>> start Extracted data

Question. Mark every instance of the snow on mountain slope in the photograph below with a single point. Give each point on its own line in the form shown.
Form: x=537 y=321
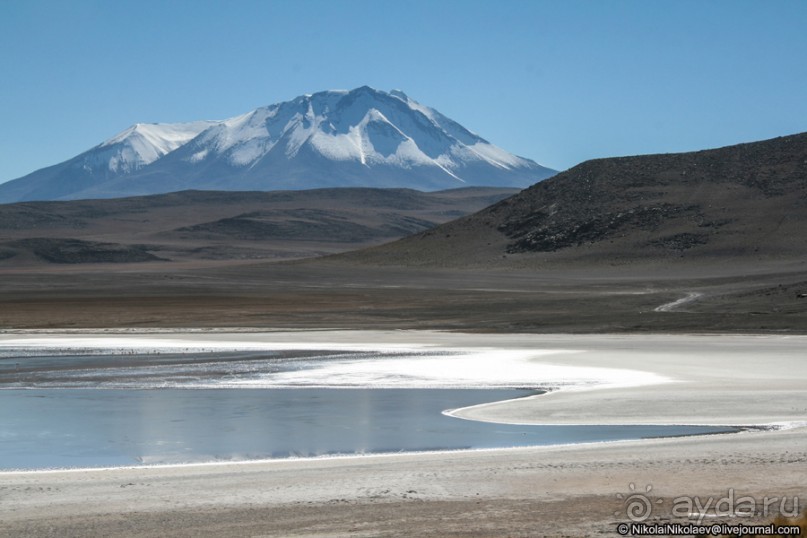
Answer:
x=361 y=137
x=144 y=143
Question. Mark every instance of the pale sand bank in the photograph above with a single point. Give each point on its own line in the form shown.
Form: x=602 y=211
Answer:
x=550 y=491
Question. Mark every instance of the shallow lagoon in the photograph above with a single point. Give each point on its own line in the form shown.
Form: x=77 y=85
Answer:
x=45 y=428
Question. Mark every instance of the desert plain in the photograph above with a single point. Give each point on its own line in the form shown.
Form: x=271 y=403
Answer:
x=571 y=490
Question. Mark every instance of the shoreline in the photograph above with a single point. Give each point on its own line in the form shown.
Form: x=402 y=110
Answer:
x=526 y=491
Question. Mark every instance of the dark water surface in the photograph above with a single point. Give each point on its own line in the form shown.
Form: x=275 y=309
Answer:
x=45 y=428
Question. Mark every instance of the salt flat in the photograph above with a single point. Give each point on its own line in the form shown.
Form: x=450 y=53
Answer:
x=549 y=491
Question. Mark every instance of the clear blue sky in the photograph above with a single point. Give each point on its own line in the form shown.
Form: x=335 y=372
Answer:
x=556 y=81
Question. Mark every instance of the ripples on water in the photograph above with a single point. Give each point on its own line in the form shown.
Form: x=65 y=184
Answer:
x=50 y=417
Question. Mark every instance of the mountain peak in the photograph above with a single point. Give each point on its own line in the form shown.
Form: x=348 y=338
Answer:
x=336 y=138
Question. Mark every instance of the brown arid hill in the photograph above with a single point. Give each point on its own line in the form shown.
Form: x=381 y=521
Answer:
x=712 y=241
x=746 y=202
x=214 y=226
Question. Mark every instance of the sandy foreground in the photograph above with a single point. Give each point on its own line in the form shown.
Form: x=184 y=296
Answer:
x=550 y=491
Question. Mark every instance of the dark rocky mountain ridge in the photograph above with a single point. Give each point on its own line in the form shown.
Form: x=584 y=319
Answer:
x=748 y=200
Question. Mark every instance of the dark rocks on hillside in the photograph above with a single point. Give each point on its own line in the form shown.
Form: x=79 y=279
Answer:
x=77 y=251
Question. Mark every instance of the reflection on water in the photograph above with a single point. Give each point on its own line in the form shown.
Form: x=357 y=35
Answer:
x=41 y=428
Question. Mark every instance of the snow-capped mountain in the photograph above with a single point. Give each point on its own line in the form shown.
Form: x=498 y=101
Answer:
x=363 y=137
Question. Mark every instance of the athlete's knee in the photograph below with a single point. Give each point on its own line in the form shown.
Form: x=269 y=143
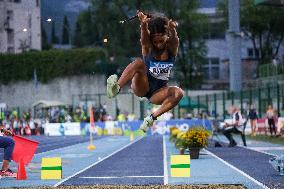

>> end Extracted data

What is expected :: Reproduce all of the records above word for word, omitting the pictures.

Solution to the exercise ::
Question. Mark every instance of the snow on mountain slope in the photograph below with a single point. Give each point on its own line in the form shown.
Form: x=537 y=321
Answer:
x=361 y=137
x=144 y=143
Question. Mark every instance of the pale sand bank in the photograph above with a single point. Give each point on its own line in the form shown.
Form: x=602 y=211
Answer:
x=550 y=491
Question. Mark every instance of the shallow lagoon in the photograph above with a single point. Give each point on its own line in the form shown.
Form: x=77 y=85
Answer:
x=45 y=428
Question. Mark every instance of the desert plain in the photograph above with a single point. Give each point on its own line in the form shown.
Form: x=271 y=403
Answer:
x=571 y=490
Question. Mark every instance of the shoreline in the photograph above with a single point. Give each point on its own line in the form shown.
Form: x=402 y=110
Answer:
x=526 y=491
Question. Mark every instance of the dark water surface in the photograph above with a single point. Give each point on its own line in the form shown.
Form: x=275 y=309
Answer:
x=45 y=428
Question. Mark every instance of the salt flat in the photograph above with a single point. Give each point on its own line in the form shown.
Form: x=450 y=53
Answer:
x=549 y=491
Question. Mark every instance of the clear blue sky in the photograph above with a single point. Give each point on its own line in the form shown.
Form: x=335 y=372
Answer:
x=556 y=81
Question. Mark every instance of the ripples on water in the photograph above with a single point. Give each point on its own line in the form shown.
Form: x=65 y=184
Answer:
x=50 y=417
Question. Mark every instance of the mountain peak in the photograph above with a single point. Give each point on its own line in the form shown.
Form: x=348 y=338
Answer:
x=336 y=138
Question. Mark every instance of the brown arid hill in the photograph above with a single point. Give each point on its own line in the form shown.
Form: x=381 y=521
Answer:
x=712 y=241
x=746 y=202
x=214 y=226
Question. Mark every instance of the sandy foreground in the photograph above with a single point. Give each point on its own line in the form shown.
Form: x=184 y=296
Answer:
x=550 y=491
Question. Mark every instance of the dark rocky mountain ridge in the photograph above with a single point. Give each point on its own line in the form shown.
Form: x=584 y=319
Answer:
x=748 y=200
Question. Mark every instance of the dark rocks on hillside in the photograph above with a single point. Give each point on its own line in the form shown.
Form: x=79 y=279
Answer:
x=77 y=251
Question. Mark every instance of the reflection on water in the photograph above with a single point. Give each point on its own line in the form shown.
Form: x=357 y=35
Answer:
x=41 y=428
Question. Mark every instance of the snow-capped mountain in the photograph above with a single point. Give each point on its own line in the form shown.
Form: x=498 y=101
Answer:
x=363 y=137
Question. Mark every instance of the athlete's knee in the photograph below with a single point. Give each point on its own line in the form shown.
Form: x=269 y=143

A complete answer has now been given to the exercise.